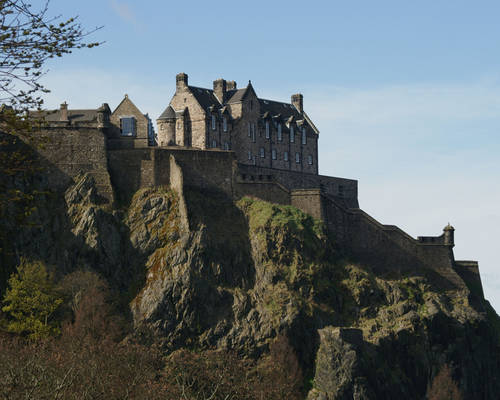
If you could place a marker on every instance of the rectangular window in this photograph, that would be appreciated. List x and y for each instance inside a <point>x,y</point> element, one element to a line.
<point>127,126</point>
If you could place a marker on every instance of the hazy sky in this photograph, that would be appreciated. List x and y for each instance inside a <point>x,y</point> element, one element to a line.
<point>406,94</point>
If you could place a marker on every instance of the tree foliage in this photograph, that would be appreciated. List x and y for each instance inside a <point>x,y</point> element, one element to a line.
<point>28,39</point>
<point>31,301</point>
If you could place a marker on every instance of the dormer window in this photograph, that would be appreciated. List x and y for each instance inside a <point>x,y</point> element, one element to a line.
<point>127,126</point>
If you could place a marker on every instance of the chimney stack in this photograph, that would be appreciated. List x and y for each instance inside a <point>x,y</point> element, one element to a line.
<point>298,102</point>
<point>220,89</point>
<point>64,112</point>
<point>181,81</point>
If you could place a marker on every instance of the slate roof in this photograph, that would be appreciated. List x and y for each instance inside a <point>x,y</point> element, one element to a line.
<point>205,97</point>
<point>286,110</point>
<point>168,113</point>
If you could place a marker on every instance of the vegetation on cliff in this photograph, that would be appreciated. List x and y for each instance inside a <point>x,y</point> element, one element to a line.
<point>239,282</point>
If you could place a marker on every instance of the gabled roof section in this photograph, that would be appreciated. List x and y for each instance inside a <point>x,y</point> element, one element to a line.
<point>169,113</point>
<point>205,97</point>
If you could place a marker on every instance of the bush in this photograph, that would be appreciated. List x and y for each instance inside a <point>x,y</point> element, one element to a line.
<point>443,386</point>
<point>31,301</point>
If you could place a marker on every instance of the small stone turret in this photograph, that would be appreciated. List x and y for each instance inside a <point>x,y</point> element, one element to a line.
<point>298,102</point>
<point>449,235</point>
<point>63,112</point>
<point>181,81</point>
<point>103,114</point>
<point>166,127</point>
<point>220,88</point>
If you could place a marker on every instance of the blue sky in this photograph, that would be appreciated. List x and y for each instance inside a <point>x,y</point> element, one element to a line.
<point>406,94</point>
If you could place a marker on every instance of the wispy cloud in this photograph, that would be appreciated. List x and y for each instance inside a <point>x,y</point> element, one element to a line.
<point>124,11</point>
<point>423,154</point>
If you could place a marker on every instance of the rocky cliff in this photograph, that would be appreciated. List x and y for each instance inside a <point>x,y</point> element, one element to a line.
<point>200,271</point>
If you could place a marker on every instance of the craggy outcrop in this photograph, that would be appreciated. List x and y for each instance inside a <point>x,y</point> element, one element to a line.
<point>239,275</point>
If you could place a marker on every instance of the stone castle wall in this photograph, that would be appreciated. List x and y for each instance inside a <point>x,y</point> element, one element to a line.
<point>67,152</point>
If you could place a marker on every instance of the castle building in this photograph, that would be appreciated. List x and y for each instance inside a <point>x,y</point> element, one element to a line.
<point>229,141</point>
<point>261,132</point>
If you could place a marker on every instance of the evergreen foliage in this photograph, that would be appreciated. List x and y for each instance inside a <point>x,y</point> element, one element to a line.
<point>31,301</point>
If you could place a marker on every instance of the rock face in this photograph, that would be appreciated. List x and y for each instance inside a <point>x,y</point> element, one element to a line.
<point>241,274</point>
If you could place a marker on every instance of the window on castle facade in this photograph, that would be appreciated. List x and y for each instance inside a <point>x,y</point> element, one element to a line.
<point>127,126</point>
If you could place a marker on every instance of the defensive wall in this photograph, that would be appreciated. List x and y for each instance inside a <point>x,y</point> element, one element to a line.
<point>120,172</point>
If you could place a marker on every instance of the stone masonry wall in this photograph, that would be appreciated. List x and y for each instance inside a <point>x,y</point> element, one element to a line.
<point>67,152</point>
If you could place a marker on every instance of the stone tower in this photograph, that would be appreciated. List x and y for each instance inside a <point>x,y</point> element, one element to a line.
<point>166,127</point>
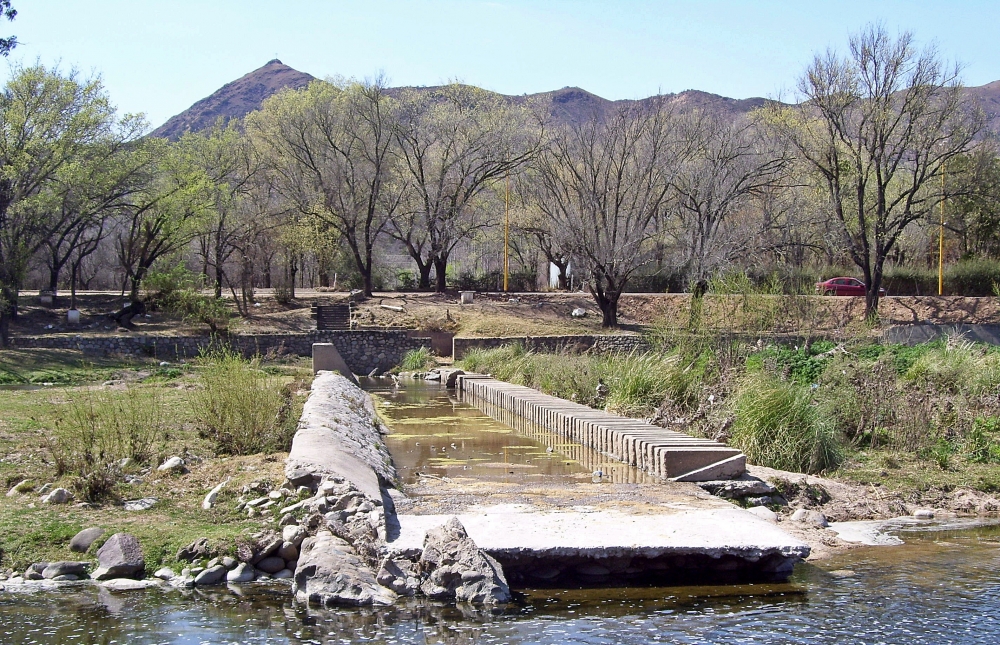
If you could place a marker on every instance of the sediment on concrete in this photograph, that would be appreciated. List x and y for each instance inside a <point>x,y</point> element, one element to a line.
<point>339,436</point>
<point>663,453</point>
<point>608,548</point>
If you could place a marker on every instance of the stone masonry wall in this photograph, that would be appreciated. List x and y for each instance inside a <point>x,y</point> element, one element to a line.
<point>598,343</point>
<point>363,350</point>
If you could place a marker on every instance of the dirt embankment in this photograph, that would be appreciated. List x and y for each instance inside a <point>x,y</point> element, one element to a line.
<point>844,502</point>
<point>529,314</point>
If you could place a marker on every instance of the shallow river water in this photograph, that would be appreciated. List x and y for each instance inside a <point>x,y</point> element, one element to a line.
<point>941,586</point>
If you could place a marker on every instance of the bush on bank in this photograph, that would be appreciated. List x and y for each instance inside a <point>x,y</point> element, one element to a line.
<point>241,408</point>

Task objective =>
Word for word, quote the lines from the line containing "the bush on" through the end of the material, both included, and nothing else.

Output for this task =>
If you could place a marker on every instance of the bush on bank in this photograph, that would be appreciated. List x and y for each instance inside a <point>x,y</point> element, one element to a line.
<point>241,408</point>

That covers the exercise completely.